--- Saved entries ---
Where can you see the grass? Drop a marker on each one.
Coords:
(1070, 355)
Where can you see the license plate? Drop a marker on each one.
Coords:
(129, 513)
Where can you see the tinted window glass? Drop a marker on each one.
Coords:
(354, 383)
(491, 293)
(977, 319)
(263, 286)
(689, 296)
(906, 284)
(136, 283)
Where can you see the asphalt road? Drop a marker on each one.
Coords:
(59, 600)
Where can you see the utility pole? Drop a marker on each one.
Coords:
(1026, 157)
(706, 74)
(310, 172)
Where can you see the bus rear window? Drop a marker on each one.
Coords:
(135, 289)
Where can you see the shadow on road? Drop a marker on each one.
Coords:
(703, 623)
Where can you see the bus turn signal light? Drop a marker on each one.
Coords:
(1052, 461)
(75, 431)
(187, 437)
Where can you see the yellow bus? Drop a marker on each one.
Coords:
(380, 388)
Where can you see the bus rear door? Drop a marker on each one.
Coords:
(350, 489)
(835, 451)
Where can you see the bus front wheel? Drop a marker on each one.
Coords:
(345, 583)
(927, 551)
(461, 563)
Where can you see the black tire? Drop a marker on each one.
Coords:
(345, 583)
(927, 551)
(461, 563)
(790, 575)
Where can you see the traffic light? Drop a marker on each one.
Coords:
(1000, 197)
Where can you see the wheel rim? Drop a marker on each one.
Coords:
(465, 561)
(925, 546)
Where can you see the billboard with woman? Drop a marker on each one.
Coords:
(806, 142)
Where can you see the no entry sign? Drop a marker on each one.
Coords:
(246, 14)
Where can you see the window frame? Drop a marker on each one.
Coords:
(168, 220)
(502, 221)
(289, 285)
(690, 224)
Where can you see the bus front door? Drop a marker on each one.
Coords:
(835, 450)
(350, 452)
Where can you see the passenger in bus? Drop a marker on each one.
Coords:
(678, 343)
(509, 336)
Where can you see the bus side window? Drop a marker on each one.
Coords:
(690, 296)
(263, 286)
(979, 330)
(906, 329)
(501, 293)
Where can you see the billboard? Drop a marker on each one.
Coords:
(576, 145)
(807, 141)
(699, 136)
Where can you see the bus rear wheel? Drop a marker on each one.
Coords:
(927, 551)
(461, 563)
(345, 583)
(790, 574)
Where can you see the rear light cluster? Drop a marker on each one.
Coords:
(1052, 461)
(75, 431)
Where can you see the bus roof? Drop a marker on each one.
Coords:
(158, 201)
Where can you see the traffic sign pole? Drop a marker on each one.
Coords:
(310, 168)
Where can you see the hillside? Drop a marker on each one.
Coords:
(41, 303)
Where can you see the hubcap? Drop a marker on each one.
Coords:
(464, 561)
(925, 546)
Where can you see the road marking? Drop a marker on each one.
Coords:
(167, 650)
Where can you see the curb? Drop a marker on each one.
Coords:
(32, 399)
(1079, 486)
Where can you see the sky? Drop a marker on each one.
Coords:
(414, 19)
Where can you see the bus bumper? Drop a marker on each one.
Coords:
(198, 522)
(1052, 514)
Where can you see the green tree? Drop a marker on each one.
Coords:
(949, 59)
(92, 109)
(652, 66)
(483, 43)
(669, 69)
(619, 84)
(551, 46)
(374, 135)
...
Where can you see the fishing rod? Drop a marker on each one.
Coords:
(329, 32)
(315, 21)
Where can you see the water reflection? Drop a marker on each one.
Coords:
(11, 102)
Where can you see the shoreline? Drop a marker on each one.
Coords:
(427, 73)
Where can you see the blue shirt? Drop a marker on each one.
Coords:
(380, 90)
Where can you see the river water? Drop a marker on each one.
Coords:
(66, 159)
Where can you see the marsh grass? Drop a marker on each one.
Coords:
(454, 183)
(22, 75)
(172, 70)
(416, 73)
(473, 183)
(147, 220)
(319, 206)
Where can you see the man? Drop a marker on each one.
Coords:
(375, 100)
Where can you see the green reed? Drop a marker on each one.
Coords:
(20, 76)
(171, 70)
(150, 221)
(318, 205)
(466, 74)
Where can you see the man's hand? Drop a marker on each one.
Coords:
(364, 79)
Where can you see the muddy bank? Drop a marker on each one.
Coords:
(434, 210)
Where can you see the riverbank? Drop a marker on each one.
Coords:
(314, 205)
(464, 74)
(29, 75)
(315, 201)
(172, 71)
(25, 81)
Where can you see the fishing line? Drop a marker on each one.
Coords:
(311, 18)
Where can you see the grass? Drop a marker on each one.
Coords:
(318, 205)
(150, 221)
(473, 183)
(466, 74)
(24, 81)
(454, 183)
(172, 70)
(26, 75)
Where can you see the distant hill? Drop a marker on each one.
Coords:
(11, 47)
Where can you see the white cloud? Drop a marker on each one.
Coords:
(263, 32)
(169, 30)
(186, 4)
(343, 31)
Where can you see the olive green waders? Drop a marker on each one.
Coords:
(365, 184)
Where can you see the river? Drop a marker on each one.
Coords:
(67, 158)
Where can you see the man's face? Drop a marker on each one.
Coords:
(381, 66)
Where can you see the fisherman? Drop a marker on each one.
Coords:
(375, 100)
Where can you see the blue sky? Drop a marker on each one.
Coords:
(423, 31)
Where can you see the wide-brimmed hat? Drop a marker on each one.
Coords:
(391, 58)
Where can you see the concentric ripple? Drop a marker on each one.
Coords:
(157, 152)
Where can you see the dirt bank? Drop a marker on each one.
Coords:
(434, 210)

--- WHAT IS NEEDED ---
Scan the data above. Return every line with "front" in it.

--- RESPONSE TO THE EXERCISE ---
Where can you see the bus front wheel? Drop a marker on each one.
Where can you see the bus front door? Drop a marker on each one.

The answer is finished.